╭─ Material for this exercise
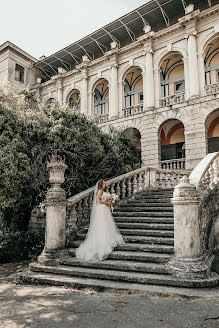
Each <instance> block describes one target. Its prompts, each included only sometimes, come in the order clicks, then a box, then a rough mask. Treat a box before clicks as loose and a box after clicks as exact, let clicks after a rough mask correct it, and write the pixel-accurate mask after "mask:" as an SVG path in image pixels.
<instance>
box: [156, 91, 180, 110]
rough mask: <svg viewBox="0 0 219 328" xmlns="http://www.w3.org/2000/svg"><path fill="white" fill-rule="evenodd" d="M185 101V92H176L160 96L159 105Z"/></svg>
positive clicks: (173, 103)
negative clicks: (161, 97)
mask: <svg viewBox="0 0 219 328" xmlns="http://www.w3.org/2000/svg"><path fill="white" fill-rule="evenodd" d="M184 101H185V92H184V91H182V92H180V93H176V94H174V95H172V96H167V97H164V98H160V107H165V106H170V105H176V104H181V103H183V102H184Z"/></svg>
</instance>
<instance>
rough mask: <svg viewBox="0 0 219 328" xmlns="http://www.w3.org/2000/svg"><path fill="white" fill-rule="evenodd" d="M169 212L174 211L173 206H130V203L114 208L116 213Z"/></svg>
mask: <svg viewBox="0 0 219 328" xmlns="http://www.w3.org/2000/svg"><path fill="white" fill-rule="evenodd" d="M120 211H121V212H147V211H150V212H162V213H163V212H168V213H173V208H172V207H159V206H157V207H152V206H150V207H146V206H132V205H131V206H130V205H129V204H126V206H122V207H116V208H115V209H114V213H116V212H120Z"/></svg>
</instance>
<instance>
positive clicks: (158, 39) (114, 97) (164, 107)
mask: <svg viewBox="0 0 219 328" xmlns="http://www.w3.org/2000/svg"><path fill="white" fill-rule="evenodd" d="M33 70H35V72H34V74H35V81H36V78H37V83H36V84H34V83H32V84H34V87H35V88H36V93H37V96H38V97H39V99H40V100H41V101H43V102H45V103H46V104H48V105H49V104H50V102H51V101H57V102H58V103H59V105H60V106H62V107H64V106H67V107H68V108H69V110H75V111H80V112H81V113H83V114H85V115H88V116H92V117H96V118H97V120H98V124H99V126H100V127H101V128H102V129H104V130H105V131H108V132H109V133H110V131H112V129H119V130H121V131H129V132H130V133H131V134H133V137H134V138H135V141H136V147H138V148H140V149H141V158H142V165H144V166H151V167H162V168H169V169H182V168H186V169H187V170H191V169H193V168H194V167H195V166H196V165H197V164H198V162H199V161H200V160H201V159H202V158H203V157H204V156H205V155H206V154H207V153H208V152H214V151H219V3H218V0H216V1H206V0H201V1H198V0H196V1H192V3H191V4H190V5H188V6H186V5H185V2H184V1H182V2H180V1H178V0H171V1H168V2H165V1H163V0H159V2H158V1H155V0H152V1H150V2H148V3H146V4H145V5H144V6H142V7H140V8H138V9H136V10H135V11H133V12H131V13H129V14H127V15H125V16H123V17H121V18H120V19H118V20H116V21H114V22H113V23H111V24H109V25H107V26H105V27H103V28H102V29H100V30H98V31H96V32H94V33H93V34H91V35H89V36H87V37H85V38H84V39H82V40H80V41H78V42H75V43H73V44H72V45H70V46H69V47H66V48H65V49H62V50H60V51H59V52H58V53H56V54H54V55H51V56H49V57H46V58H44V59H43V60H41V61H38V62H37V63H35V64H34V68H33ZM36 72H37V73H36Z"/></svg>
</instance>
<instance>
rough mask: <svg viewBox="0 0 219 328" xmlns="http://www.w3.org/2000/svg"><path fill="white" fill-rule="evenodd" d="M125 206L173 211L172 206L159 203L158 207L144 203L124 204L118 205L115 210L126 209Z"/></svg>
mask: <svg viewBox="0 0 219 328" xmlns="http://www.w3.org/2000/svg"><path fill="white" fill-rule="evenodd" d="M126 206H129V207H130V206H133V207H145V208H148V207H149V208H150V207H152V208H153V207H159V208H160V209H161V210H162V209H163V208H169V209H170V211H171V210H172V209H173V205H172V204H169V203H159V205H158V204H157V203H146V202H133V203H132V202H130V201H128V202H126V203H124V204H119V206H118V207H116V208H123V207H126Z"/></svg>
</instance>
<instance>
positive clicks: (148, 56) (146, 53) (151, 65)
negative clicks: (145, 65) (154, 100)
mask: <svg viewBox="0 0 219 328" xmlns="http://www.w3.org/2000/svg"><path fill="white" fill-rule="evenodd" d="M145 96H146V107H147V108H153V107H154V73H153V55H152V51H148V52H147V53H146V94H145Z"/></svg>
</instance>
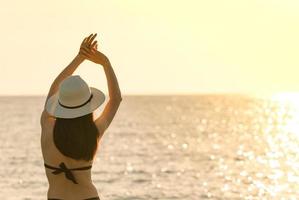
╰─
Which lines in the rows above contain the string "positive"? Pull out each one and list them in order.

positive clicks: (173, 103)
positive clicks: (158, 39) (114, 97) (164, 107)
positive clicks: (148, 56) (146, 53) (151, 65)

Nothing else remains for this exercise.